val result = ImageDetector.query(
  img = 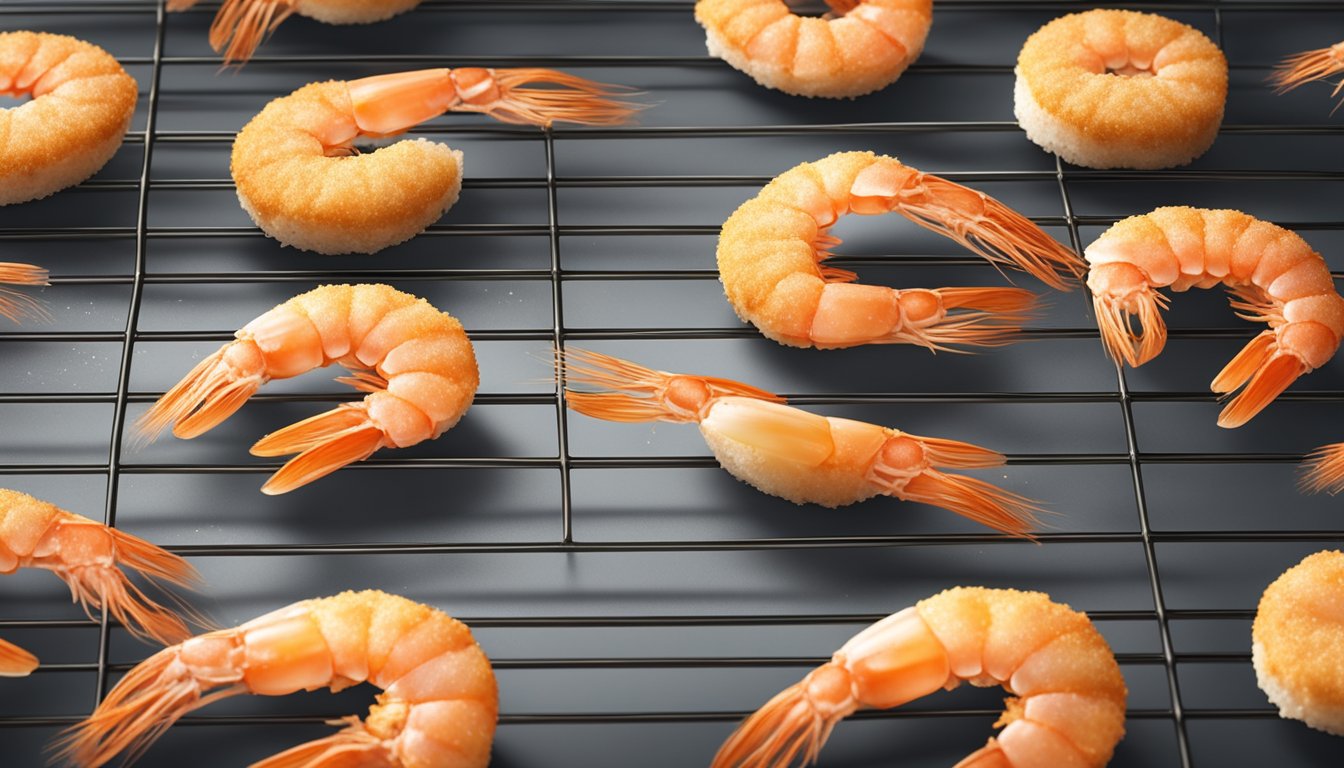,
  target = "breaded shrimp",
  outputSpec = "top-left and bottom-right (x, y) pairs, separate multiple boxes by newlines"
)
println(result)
▬▬▬▬▬▬
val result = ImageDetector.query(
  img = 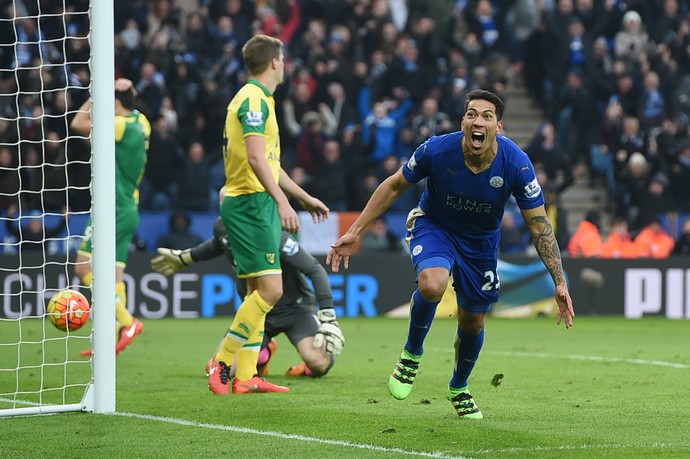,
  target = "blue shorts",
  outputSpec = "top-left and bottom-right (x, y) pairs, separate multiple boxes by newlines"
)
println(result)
▬▬▬▬▬▬
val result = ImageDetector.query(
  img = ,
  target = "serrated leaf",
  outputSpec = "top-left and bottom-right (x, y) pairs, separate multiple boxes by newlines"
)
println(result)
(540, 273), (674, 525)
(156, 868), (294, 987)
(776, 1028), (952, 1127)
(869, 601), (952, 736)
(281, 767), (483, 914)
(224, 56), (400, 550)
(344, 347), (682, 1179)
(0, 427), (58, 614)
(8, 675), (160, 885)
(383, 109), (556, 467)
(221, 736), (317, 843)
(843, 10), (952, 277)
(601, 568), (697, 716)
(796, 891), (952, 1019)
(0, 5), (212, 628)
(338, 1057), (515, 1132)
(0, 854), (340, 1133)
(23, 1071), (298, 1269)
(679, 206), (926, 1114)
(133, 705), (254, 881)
▬▬▬▬▬▬
### Goal
Pull out each line above that contains the string "target".

### The answer
  target = "breaded shrimp",
  target = "blue shorts",
  target = "serrated leaf",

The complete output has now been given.